[Extracted records]
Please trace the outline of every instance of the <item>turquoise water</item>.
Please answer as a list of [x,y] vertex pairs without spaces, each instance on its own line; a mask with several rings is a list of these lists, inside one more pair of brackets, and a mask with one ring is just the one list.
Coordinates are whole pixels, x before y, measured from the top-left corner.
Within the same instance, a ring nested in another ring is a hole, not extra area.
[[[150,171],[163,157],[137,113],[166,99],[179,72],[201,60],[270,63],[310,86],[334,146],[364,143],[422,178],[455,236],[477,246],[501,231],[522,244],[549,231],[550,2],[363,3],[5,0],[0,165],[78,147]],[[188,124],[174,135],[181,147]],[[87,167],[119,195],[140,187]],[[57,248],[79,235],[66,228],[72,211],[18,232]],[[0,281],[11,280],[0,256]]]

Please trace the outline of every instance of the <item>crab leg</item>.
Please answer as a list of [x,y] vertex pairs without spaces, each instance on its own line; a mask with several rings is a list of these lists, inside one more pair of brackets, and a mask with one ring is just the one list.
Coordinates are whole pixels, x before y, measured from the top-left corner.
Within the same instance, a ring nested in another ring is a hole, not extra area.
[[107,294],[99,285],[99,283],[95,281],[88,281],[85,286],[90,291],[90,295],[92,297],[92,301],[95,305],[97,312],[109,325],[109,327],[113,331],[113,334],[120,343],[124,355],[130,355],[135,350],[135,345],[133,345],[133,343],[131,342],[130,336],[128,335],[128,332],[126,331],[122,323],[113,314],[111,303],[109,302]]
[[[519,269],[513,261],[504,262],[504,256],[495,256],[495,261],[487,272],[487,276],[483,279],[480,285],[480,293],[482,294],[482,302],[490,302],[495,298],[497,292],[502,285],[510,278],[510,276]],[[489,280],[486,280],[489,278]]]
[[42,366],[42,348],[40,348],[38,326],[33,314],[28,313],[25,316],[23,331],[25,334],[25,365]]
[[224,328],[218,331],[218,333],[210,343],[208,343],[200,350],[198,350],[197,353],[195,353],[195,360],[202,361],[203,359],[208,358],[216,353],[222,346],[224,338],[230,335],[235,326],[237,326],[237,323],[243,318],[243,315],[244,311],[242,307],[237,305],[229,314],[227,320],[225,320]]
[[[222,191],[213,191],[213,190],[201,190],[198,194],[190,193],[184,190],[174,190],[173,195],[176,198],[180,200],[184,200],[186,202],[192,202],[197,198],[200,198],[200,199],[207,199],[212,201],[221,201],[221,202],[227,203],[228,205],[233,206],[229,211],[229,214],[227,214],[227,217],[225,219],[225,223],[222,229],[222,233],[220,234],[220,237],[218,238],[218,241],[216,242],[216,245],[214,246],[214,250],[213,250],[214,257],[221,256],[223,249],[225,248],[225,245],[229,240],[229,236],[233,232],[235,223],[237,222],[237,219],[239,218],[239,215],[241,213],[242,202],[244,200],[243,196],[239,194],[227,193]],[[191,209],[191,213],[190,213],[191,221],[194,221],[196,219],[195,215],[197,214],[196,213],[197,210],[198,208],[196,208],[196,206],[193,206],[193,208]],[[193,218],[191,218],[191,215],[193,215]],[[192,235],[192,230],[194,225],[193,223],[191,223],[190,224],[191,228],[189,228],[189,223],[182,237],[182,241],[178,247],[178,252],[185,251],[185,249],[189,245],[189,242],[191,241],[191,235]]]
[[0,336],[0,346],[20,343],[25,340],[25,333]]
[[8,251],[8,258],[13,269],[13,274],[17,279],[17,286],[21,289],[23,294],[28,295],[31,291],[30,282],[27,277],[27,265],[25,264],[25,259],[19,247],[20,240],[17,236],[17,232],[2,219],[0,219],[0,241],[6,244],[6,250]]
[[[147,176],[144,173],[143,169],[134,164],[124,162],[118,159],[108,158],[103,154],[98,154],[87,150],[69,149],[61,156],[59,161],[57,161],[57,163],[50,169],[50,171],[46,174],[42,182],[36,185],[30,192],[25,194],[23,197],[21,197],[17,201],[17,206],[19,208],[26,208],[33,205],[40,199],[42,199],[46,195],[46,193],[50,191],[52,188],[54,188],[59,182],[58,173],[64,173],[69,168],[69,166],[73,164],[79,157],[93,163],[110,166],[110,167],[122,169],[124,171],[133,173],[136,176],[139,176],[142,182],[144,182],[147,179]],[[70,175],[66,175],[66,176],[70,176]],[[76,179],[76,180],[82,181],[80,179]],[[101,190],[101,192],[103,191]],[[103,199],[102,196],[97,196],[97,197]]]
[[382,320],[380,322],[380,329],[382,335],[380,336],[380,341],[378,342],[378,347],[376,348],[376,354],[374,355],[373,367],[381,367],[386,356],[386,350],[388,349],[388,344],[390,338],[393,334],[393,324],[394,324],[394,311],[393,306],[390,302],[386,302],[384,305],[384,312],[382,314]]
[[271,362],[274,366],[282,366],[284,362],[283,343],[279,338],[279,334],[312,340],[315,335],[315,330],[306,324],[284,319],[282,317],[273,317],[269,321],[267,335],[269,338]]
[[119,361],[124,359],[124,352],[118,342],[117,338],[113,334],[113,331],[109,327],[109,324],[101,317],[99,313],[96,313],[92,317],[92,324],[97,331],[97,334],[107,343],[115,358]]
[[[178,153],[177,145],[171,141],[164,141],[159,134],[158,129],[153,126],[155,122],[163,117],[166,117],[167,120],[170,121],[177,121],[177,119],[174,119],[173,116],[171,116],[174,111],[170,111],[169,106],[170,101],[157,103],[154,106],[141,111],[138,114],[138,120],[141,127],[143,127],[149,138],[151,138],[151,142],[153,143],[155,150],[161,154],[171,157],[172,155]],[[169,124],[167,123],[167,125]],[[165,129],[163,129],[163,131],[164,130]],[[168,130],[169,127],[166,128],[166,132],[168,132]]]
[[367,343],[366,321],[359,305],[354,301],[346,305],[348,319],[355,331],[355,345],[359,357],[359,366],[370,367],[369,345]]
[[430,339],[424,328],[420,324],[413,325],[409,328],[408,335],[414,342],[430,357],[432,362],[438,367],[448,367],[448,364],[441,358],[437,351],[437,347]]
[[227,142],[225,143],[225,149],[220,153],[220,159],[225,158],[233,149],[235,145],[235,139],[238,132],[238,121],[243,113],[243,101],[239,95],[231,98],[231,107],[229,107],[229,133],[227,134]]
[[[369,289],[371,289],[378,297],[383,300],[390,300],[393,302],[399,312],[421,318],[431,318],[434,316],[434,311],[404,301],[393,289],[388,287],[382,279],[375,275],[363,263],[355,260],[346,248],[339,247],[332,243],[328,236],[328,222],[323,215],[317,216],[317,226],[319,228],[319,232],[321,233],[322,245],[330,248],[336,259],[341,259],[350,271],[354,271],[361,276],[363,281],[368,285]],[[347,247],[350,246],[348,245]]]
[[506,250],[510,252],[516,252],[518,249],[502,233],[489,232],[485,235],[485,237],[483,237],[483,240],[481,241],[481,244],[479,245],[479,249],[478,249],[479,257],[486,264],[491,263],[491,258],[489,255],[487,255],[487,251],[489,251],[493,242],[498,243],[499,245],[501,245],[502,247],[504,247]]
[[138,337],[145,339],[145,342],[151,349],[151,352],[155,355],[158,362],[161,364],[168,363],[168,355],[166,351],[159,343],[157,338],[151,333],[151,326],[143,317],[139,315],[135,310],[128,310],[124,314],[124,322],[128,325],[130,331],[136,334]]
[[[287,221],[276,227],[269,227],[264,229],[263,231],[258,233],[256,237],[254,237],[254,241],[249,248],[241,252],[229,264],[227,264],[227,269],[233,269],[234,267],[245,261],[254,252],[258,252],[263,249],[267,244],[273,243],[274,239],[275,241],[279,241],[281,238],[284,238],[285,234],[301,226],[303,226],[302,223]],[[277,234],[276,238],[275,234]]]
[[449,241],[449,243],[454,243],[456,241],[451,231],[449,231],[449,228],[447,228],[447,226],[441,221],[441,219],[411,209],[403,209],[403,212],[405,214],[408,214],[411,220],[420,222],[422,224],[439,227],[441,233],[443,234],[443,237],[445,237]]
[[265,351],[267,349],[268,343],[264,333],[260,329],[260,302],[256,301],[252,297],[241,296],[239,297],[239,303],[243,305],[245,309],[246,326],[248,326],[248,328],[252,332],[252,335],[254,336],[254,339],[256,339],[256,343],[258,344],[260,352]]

#### [WHAT IS EXPECTED]
The task calls for all lines in the entries that hold "item".

#### [RESPONSE TO THE EXERCISE]
Please trace the outline of every instance of the <item>turquoise water</item>.
Please trace the outline of every instance of the <item>crab leg</item>.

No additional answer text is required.